**Data extract**:

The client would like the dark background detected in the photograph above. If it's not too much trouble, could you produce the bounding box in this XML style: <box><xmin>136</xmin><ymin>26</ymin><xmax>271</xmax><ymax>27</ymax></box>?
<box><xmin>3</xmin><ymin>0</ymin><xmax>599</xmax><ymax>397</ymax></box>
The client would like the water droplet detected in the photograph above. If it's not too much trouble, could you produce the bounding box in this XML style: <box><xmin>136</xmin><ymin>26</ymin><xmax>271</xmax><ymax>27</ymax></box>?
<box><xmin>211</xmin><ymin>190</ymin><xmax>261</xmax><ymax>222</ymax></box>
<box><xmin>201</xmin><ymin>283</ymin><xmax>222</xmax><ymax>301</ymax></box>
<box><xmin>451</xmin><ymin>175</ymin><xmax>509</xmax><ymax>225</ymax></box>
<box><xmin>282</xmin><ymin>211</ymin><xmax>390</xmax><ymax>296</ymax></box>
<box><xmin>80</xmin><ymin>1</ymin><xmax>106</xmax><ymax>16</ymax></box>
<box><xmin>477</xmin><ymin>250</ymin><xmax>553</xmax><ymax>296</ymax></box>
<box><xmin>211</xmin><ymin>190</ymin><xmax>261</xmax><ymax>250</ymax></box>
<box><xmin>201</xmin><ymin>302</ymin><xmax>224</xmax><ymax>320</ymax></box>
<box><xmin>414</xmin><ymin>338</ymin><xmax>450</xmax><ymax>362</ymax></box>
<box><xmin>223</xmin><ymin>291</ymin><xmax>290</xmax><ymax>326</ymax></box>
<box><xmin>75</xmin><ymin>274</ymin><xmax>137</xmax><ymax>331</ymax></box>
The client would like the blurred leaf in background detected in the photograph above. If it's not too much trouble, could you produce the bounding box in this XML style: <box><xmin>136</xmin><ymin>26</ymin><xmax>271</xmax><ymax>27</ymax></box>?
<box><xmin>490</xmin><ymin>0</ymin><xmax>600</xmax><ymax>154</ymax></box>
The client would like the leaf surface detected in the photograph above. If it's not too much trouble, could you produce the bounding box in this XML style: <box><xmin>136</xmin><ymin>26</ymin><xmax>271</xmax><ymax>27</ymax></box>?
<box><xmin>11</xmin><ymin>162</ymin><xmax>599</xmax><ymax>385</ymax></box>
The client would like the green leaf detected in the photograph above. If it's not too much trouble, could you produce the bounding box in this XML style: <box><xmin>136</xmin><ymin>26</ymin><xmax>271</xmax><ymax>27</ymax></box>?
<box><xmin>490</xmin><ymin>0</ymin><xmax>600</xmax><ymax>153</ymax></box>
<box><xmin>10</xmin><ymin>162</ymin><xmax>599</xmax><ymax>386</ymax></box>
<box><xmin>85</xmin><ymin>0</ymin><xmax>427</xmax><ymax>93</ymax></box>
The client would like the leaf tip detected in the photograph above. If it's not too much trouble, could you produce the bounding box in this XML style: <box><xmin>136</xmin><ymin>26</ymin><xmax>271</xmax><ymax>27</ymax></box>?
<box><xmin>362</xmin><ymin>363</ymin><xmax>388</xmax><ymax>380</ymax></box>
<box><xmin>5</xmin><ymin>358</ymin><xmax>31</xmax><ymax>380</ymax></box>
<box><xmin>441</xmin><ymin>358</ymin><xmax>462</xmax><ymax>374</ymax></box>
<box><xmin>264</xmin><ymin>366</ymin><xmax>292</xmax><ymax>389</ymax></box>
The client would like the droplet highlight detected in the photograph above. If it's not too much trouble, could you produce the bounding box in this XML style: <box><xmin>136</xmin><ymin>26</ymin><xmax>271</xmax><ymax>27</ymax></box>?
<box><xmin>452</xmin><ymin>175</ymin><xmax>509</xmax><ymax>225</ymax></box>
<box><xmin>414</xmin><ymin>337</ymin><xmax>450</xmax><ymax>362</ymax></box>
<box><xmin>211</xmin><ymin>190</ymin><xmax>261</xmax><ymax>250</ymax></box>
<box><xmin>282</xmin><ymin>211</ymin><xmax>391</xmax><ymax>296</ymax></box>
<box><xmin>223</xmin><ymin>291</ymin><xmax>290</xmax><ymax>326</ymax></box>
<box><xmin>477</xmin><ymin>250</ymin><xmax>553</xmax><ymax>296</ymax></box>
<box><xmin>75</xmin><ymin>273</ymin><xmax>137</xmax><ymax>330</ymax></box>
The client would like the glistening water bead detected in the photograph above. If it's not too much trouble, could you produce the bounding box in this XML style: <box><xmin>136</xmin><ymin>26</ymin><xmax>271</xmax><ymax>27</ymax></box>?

**Task**:
Every line above is to be transcribed exactly, with nothing dropped.

**Response below**:
The client would like the dark background detected in the photograph above. If it's not too much trouble, could you produce the bounding box in this XML style: <box><xmin>136</xmin><ymin>26</ymin><xmax>271</xmax><ymax>27</ymax></box>?
<box><xmin>3</xmin><ymin>0</ymin><xmax>599</xmax><ymax>397</ymax></box>
The client would like the water droplet detected in the photograph above. If it's not too much trouble, could you produce the bounding box in this XML style: <box><xmin>136</xmin><ymin>26</ymin><xmax>271</xmax><ymax>27</ymax></box>?
<box><xmin>211</xmin><ymin>190</ymin><xmax>261</xmax><ymax>222</ymax></box>
<box><xmin>201</xmin><ymin>283</ymin><xmax>222</xmax><ymax>301</ymax></box>
<box><xmin>451</xmin><ymin>175</ymin><xmax>509</xmax><ymax>225</ymax></box>
<box><xmin>282</xmin><ymin>211</ymin><xmax>390</xmax><ymax>296</ymax></box>
<box><xmin>80</xmin><ymin>1</ymin><xmax>106</xmax><ymax>16</ymax></box>
<box><xmin>477</xmin><ymin>250</ymin><xmax>553</xmax><ymax>296</ymax></box>
<box><xmin>211</xmin><ymin>190</ymin><xmax>261</xmax><ymax>250</ymax></box>
<box><xmin>201</xmin><ymin>302</ymin><xmax>224</xmax><ymax>320</ymax></box>
<box><xmin>414</xmin><ymin>338</ymin><xmax>450</xmax><ymax>362</ymax></box>
<box><xmin>223</xmin><ymin>291</ymin><xmax>290</xmax><ymax>326</ymax></box>
<box><xmin>75</xmin><ymin>274</ymin><xmax>137</xmax><ymax>331</ymax></box>
The client would like the blurred leaf in background detected in the photograph above. If it's not too much trouble, could you produce the bounding box in this XML style: <box><xmin>136</xmin><ymin>26</ymin><xmax>271</xmax><ymax>27</ymax></box>?
<box><xmin>490</xmin><ymin>0</ymin><xmax>600</xmax><ymax>154</ymax></box>
The client would like the leaf surface detected in the photograph above. If it's not too much trouble, could you produce the bounding box in this XML style: <box><xmin>136</xmin><ymin>26</ymin><xmax>271</xmax><ymax>27</ymax></box>?
<box><xmin>11</xmin><ymin>162</ymin><xmax>599</xmax><ymax>385</ymax></box>
The client would like the green leaf detected in the photograph above. If it's not too much trouble, could you produce the bounding box in this XML style: <box><xmin>136</xmin><ymin>26</ymin><xmax>271</xmax><ymax>27</ymax></box>?
<box><xmin>490</xmin><ymin>0</ymin><xmax>600</xmax><ymax>153</ymax></box>
<box><xmin>10</xmin><ymin>162</ymin><xmax>599</xmax><ymax>386</ymax></box>
<box><xmin>85</xmin><ymin>0</ymin><xmax>427</xmax><ymax>93</ymax></box>
The client would like the leaf tip detected in the photograph above. If it's not too much trouble, could you produce the bounding box in this XML style: <box><xmin>136</xmin><ymin>26</ymin><xmax>271</xmax><ymax>27</ymax></box>?
<box><xmin>362</xmin><ymin>363</ymin><xmax>388</xmax><ymax>380</ymax></box>
<box><xmin>5</xmin><ymin>358</ymin><xmax>31</xmax><ymax>380</ymax></box>
<box><xmin>441</xmin><ymin>358</ymin><xmax>462</xmax><ymax>374</ymax></box>
<box><xmin>264</xmin><ymin>366</ymin><xmax>292</xmax><ymax>389</ymax></box>
The client would like the droplet highlight detected in the photograph above. If it's not too much trouble, could you produce the bounding box in this XML style: <box><xmin>136</xmin><ymin>26</ymin><xmax>271</xmax><ymax>27</ymax></box>?
<box><xmin>452</xmin><ymin>175</ymin><xmax>509</xmax><ymax>225</ymax></box>
<box><xmin>414</xmin><ymin>337</ymin><xmax>450</xmax><ymax>362</ymax></box>
<box><xmin>211</xmin><ymin>190</ymin><xmax>261</xmax><ymax>250</ymax></box>
<box><xmin>282</xmin><ymin>211</ymin><xmax>391</xmax><ymax>296</ymax></box>
<box><xmin>223</xmin><ymin>291</ymin><xmax>290</xmax><ymax>326</ymax></box>
<box><xmin>477</xmin><ymin>250</ymin><xmax>553</xmax><ymax>296</ymax></box>
<box><xmin>75</xmin><ymin>273</ymin><xmax>137</xmax><ymax>330</ymax></box>
The client would like the glistening water bead detected in the photograph above. If it's not too much trouble, could you produce the bounding box in this XML style: <box><xmin>136</xmin><ymin>26</ymin><xmax>271</xmax><ymax>27</ymax></box>?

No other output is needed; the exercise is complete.